[Start]

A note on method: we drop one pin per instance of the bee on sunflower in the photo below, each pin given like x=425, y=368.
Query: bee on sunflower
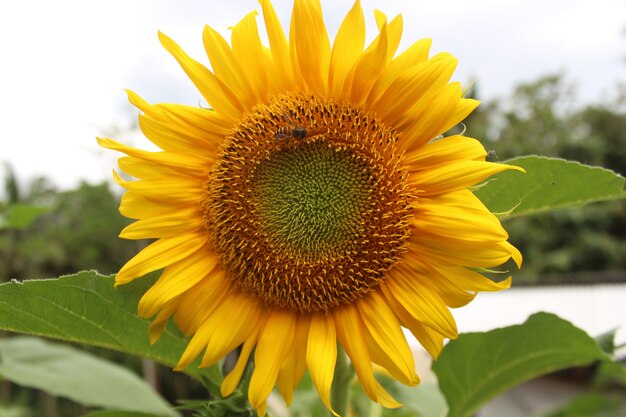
x=290, y=245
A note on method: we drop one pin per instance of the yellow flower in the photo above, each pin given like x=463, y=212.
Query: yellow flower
x=315, y=203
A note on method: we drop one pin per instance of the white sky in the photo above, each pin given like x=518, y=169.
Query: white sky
x=65, y=63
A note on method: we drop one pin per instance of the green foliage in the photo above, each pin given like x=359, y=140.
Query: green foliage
x=543, y=117
x=425, y=400
x=548, y=184
x=21, y=216
x=117, y=413
x=68, y=372
x=478, y=366
x=86, y=308
x=76, y=230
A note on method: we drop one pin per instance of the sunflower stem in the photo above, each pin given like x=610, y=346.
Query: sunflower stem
x=340, y=391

[End]

• [The request]:
Reproduce every line of the records above verbatim, omitting the pictures.

• [Reply to the exercise]:
A note on method: we drop one pin per instance of the bee on sunflower in the photo below, each pin given like x=425, y=368.
Query: bee on sunflower
x=290, y=245
A note on method: we drop one pin per instance of the yellow flower in the photo above, each pin given like x=463, y=212.
Query: yellow flower
x=315, y=203
A note on method: we drop one pin per instance of the white sky in the photo above, each pin given like x=518, y=169.
Query: white sky
x=65, y=63
A note on method: we drop one pin per instance of the green foliage in the photo above, each pin given like x=359, y=140.
Query: green foliage
x=543, y=117
x=425, y=400
x=548, y=184
x=21, y=216
x=117, y=413
x=68, y=372
x=478, y=366
x=86, y=308
x=76, y=230
A note on method: we drop one pin per instance of the sunflower stem in the photo above, each pin given like x=610, y=346.
Query: sunflower stem
x=340, y=391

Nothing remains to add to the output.